| What the task asks |
Report every line in the rows below that contains the string "exposed", matching case exactly.

| Task data |
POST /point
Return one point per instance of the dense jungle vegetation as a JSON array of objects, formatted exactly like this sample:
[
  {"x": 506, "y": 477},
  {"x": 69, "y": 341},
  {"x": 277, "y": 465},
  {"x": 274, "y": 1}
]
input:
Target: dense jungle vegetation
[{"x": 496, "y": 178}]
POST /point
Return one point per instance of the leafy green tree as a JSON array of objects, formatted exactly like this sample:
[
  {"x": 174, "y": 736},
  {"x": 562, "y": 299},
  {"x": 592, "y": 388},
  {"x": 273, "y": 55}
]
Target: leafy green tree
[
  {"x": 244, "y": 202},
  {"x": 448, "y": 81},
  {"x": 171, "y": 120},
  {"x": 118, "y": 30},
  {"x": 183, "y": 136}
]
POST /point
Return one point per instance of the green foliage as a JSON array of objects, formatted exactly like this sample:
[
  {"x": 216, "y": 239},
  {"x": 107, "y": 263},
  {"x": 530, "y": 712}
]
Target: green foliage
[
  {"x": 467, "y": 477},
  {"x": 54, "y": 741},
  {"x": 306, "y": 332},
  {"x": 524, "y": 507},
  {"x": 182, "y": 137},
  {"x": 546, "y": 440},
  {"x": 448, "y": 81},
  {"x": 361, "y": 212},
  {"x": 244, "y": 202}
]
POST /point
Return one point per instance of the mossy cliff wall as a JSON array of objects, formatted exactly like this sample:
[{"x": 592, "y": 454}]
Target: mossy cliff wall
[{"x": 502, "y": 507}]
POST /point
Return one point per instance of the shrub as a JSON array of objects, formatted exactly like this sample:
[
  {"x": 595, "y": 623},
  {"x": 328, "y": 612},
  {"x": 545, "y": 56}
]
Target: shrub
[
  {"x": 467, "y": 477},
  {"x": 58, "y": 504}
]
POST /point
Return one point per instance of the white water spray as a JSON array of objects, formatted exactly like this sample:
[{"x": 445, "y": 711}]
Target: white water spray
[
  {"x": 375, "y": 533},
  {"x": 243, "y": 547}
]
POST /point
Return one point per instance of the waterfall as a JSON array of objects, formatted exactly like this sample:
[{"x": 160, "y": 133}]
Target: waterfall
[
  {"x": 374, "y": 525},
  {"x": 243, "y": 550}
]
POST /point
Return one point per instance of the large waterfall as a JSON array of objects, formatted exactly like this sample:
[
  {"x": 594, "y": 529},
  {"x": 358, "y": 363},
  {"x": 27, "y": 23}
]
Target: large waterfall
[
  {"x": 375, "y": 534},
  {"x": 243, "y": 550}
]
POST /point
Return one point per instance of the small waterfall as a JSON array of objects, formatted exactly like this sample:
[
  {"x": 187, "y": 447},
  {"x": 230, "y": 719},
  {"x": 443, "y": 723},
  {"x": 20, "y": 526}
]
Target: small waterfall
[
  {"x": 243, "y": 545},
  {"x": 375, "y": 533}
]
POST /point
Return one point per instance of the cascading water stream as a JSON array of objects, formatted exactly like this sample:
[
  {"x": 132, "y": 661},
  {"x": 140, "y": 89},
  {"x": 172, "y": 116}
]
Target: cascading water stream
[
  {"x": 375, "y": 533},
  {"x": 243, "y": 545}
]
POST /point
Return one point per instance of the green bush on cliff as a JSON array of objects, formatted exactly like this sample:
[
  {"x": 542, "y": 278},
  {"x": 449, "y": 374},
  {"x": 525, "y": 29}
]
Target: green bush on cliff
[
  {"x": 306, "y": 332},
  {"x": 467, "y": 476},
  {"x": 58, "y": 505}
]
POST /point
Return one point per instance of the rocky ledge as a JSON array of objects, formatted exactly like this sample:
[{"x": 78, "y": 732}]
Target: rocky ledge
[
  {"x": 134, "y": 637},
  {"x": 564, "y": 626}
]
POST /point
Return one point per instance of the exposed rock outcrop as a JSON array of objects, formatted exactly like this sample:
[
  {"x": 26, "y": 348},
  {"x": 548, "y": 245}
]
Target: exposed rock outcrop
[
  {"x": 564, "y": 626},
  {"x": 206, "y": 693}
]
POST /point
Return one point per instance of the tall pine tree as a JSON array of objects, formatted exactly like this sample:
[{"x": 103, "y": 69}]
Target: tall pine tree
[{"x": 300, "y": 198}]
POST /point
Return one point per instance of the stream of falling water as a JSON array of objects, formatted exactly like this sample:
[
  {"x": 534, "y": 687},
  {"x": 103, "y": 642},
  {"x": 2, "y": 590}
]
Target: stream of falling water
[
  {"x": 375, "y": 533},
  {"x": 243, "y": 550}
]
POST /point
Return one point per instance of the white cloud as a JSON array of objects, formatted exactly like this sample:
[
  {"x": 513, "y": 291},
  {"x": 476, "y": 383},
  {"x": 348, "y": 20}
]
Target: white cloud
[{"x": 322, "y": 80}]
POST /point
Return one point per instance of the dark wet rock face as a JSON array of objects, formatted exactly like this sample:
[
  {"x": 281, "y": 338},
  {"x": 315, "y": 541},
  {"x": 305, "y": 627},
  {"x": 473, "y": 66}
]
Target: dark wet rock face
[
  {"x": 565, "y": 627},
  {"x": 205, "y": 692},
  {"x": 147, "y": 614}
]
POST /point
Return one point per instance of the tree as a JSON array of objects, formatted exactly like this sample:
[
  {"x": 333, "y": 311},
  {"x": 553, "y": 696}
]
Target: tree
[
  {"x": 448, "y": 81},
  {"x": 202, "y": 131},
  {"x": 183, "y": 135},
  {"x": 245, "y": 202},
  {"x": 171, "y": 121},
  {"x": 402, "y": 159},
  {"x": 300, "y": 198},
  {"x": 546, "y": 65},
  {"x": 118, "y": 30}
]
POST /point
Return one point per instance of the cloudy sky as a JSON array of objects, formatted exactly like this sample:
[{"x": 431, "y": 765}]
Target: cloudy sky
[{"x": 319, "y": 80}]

| Exercise result |
Return one point per instance of the exposed rock outcrop as a JSON array of objects, formatted exactly like this sample:
Target: exposed rock outcrop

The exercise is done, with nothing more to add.